* _WHAT IS ASKED_
From the line with "Identify the bird in" to the final line of the records, reproduce every line exactly and only those lines.

═══ LISTED RECORDS ═══

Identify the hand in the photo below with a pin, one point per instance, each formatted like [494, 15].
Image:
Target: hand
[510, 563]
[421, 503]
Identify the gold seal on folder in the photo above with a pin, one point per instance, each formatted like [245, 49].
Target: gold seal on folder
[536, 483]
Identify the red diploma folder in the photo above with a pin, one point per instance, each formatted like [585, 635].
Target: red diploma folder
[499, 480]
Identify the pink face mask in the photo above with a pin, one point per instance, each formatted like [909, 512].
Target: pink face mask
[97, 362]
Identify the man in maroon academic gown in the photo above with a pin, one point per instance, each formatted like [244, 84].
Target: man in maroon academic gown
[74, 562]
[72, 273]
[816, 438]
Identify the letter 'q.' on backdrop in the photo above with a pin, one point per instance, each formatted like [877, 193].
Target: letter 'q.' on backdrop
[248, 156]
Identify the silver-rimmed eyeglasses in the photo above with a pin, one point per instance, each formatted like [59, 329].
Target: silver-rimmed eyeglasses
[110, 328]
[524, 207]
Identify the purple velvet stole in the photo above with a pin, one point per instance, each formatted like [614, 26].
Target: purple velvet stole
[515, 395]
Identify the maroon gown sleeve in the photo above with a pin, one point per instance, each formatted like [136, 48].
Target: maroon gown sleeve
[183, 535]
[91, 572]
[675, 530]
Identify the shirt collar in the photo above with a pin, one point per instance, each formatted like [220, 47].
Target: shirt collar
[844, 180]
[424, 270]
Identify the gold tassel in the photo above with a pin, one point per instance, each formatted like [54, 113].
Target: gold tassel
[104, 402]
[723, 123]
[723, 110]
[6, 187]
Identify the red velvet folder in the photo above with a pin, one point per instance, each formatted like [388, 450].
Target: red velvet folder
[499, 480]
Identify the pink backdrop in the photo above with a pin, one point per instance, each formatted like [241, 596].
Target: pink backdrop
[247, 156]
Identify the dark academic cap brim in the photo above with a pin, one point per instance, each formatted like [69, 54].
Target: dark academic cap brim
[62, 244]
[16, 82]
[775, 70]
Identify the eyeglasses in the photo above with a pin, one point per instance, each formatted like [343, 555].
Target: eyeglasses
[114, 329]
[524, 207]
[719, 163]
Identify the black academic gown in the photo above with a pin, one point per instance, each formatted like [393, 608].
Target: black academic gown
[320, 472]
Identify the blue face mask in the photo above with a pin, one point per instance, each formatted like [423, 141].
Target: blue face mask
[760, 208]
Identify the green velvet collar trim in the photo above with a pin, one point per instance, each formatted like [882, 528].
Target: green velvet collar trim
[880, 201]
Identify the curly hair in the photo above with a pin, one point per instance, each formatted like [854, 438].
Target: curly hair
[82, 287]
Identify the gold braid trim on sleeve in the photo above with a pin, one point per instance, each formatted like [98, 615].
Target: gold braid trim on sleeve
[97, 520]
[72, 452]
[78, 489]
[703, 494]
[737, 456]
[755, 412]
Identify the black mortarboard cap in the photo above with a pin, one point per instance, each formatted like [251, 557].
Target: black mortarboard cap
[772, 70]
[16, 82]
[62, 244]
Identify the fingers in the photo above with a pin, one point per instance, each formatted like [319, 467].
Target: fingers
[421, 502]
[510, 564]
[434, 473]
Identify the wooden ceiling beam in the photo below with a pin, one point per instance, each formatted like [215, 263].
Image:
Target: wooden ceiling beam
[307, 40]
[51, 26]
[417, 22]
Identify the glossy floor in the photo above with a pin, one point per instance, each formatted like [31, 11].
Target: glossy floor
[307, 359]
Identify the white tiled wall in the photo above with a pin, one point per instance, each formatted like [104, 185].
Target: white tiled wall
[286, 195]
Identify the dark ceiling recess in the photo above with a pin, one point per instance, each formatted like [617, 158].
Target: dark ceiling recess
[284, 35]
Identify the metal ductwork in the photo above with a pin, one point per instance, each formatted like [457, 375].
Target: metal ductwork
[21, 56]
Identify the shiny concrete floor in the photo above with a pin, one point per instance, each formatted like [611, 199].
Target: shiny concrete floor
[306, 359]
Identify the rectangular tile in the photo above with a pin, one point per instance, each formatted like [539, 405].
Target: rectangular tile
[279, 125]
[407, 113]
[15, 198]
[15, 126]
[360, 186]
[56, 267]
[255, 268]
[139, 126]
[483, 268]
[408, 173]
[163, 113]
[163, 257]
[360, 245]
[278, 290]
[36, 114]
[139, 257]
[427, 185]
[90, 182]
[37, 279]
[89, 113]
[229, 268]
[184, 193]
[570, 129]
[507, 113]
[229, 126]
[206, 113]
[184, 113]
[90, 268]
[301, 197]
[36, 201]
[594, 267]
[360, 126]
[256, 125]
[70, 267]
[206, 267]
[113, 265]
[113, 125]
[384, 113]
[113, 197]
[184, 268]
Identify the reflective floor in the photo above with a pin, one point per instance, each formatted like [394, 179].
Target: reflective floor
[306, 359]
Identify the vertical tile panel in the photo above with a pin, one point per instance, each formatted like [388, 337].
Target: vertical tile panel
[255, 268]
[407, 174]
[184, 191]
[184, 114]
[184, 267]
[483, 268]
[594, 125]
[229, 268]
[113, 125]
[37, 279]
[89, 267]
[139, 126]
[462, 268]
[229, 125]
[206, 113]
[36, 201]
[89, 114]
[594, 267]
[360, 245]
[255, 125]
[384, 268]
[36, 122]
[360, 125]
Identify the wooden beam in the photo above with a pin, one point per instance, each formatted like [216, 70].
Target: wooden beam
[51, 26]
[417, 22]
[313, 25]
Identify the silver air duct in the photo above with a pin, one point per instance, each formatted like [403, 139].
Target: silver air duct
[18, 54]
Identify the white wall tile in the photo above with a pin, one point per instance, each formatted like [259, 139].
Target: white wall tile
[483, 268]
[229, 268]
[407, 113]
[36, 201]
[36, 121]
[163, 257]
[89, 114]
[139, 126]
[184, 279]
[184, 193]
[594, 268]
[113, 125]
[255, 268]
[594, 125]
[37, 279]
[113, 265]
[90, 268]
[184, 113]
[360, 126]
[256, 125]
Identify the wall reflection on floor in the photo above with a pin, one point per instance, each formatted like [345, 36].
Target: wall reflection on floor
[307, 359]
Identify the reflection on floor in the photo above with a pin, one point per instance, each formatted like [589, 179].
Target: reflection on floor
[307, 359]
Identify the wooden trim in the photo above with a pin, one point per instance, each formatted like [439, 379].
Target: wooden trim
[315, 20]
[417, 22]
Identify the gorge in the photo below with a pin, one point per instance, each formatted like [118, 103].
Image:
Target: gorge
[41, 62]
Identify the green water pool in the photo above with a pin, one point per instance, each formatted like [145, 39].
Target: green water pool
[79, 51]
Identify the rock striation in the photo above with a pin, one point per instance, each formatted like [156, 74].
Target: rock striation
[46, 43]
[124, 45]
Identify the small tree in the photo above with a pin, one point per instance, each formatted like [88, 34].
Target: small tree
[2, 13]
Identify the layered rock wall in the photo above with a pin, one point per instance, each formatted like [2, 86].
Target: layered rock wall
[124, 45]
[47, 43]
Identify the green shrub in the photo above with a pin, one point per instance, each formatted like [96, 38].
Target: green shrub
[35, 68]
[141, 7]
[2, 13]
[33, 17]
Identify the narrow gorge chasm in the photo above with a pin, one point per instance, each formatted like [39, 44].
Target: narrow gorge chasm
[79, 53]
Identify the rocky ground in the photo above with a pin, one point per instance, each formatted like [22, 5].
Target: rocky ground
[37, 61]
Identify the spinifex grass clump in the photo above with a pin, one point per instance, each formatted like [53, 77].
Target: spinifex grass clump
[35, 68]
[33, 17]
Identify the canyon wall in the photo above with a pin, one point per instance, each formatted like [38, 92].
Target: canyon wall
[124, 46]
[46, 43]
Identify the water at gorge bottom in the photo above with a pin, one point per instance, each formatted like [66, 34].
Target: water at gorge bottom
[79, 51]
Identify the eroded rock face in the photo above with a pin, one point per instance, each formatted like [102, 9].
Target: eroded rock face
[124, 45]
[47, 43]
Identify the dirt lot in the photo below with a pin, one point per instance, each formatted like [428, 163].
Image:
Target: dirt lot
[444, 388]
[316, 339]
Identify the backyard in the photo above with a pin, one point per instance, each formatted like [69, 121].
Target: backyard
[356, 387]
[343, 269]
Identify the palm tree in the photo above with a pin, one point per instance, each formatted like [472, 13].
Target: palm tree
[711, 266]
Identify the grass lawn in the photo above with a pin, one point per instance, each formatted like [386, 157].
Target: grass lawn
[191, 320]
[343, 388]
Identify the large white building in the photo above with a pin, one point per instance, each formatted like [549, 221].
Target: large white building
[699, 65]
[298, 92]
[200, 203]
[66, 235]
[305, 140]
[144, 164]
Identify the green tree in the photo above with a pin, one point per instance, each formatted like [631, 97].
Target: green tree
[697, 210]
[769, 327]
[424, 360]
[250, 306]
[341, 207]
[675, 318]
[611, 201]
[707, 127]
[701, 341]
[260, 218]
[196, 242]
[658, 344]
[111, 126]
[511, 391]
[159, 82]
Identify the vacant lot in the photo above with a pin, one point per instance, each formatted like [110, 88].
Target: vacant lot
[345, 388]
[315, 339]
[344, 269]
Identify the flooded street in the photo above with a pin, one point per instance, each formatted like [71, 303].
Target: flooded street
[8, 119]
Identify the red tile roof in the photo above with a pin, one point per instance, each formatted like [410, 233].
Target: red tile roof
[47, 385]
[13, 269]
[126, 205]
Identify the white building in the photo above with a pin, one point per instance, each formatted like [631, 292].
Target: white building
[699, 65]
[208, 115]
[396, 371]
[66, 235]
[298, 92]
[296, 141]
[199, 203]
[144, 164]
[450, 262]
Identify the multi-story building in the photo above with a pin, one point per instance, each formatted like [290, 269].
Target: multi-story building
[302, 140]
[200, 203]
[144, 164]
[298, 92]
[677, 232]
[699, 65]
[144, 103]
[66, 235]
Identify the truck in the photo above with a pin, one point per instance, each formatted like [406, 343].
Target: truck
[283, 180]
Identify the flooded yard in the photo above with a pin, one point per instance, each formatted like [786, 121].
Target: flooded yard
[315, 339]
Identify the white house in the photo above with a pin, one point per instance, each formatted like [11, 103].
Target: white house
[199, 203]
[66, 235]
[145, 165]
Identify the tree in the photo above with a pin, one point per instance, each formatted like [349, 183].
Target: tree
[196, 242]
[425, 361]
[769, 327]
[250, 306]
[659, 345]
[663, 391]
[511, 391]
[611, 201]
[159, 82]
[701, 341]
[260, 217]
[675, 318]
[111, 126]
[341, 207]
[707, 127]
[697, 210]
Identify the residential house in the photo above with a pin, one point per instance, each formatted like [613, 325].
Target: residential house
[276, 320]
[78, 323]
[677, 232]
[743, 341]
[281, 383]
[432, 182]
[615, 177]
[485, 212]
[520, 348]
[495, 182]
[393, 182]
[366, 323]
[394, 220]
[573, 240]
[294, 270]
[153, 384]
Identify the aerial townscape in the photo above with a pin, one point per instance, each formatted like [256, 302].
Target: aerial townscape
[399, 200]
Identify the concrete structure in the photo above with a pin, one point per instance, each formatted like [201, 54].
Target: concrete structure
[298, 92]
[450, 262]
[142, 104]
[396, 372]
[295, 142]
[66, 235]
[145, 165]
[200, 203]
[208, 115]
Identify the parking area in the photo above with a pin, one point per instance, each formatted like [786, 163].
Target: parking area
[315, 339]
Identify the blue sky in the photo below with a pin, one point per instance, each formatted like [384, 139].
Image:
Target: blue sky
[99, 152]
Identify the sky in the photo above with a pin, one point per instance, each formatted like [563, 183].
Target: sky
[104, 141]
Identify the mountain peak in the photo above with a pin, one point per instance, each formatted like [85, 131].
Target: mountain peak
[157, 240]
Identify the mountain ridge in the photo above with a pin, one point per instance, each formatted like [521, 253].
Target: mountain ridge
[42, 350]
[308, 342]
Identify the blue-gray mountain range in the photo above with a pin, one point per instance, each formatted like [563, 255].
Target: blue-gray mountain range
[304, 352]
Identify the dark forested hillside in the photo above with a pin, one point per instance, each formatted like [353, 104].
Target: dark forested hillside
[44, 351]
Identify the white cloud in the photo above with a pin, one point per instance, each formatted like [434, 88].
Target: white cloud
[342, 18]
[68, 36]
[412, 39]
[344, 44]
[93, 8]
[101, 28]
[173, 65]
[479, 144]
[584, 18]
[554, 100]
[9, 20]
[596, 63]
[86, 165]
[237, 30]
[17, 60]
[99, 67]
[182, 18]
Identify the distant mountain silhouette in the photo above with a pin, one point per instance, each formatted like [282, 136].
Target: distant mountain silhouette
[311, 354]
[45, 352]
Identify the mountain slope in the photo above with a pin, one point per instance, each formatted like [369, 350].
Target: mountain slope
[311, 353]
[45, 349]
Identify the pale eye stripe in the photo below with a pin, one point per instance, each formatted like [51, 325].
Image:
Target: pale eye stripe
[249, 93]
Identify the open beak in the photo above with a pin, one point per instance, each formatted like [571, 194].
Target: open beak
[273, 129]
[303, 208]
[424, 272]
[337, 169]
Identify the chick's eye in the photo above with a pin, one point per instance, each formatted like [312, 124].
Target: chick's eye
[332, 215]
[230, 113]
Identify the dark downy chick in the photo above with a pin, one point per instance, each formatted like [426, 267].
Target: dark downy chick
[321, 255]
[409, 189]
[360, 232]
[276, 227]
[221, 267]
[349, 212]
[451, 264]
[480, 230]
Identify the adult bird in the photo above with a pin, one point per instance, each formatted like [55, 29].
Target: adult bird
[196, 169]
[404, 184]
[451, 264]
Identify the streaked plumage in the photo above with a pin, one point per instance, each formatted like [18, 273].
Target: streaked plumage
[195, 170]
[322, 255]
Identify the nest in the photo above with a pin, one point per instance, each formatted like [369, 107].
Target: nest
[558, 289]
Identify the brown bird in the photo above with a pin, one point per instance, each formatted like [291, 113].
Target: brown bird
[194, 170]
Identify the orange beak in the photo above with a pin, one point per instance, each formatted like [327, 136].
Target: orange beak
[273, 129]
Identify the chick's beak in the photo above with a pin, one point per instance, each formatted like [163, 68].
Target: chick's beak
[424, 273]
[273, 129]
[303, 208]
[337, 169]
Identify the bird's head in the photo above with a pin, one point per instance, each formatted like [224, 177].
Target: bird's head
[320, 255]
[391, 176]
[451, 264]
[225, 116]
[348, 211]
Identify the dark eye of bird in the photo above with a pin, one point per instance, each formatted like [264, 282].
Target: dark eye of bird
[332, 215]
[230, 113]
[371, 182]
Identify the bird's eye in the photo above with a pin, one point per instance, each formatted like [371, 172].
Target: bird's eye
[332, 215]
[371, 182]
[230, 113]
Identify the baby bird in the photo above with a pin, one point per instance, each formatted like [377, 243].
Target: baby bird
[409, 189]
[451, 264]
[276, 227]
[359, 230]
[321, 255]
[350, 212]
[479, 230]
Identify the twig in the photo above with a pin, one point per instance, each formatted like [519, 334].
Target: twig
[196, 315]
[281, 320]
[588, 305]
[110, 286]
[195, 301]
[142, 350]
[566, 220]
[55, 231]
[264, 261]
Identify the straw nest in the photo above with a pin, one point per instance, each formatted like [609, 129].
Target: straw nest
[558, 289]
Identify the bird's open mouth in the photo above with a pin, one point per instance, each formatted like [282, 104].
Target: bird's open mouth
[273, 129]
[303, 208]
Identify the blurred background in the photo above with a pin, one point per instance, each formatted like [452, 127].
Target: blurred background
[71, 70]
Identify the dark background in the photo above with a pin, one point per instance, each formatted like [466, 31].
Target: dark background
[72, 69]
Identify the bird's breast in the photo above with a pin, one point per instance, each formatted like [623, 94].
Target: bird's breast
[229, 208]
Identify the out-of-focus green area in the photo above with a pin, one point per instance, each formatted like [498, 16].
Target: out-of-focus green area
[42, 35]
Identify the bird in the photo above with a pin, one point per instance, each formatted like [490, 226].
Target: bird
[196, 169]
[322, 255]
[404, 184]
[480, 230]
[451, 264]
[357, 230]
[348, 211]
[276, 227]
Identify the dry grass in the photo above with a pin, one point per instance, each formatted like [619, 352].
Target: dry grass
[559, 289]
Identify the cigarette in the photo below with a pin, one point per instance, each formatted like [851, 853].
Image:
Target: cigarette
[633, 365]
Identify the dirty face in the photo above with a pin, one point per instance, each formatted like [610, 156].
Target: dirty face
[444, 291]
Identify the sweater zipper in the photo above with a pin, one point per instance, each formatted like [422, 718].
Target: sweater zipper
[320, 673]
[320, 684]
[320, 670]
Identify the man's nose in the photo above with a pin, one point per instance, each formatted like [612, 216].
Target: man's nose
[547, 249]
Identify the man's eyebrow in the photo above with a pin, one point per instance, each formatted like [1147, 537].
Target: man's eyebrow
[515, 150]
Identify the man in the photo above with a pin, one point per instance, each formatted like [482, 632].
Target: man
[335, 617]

═══

* _FINISHED ANSWER_
Identify the bird in the photo above with a pin, one point per instance, each formatted like [490, 226].
Target: bird
[196, 169]
[322, 255]
[404, 184]
[480, 230]
[451, 264]
[357, 230]
[348, 211]
[276, 227]
Identify the dry grass in the photo above with a pin, one point per instance, each formatted like [619, 352].
Target: dry grass
[559, 289]
Identify the cigarette in the photo below with a pin, one point per instance, each formatted like [851, 853].
Image:
Target: cigarette
[633, 365]
Identify the dirty face in the photo above with a pin, one point per instance, each formatted like [610, 156].
Target: dirty face
[444, 291]
Identify the sweater zipper in the photo above with a pin, one point per instance, each formatted like [422, 718].
Target: sweater zipper
[320, 673]
[320, 684]
[320, 670]
Identify the man's nose in the photo above with a pin, one point per instance, each formatted like [612, 216].
Target: man's nose
[547, 249]
Identify the man's eyebrow in the photo above with a pin, one point per instance, each formatted like [1147, 537].
Target: man's eyebrow
[515, 150]
Identify the man in the photo above with a pin, one point per instance, each formatted like [482, 632].
Target: man
[335, 617]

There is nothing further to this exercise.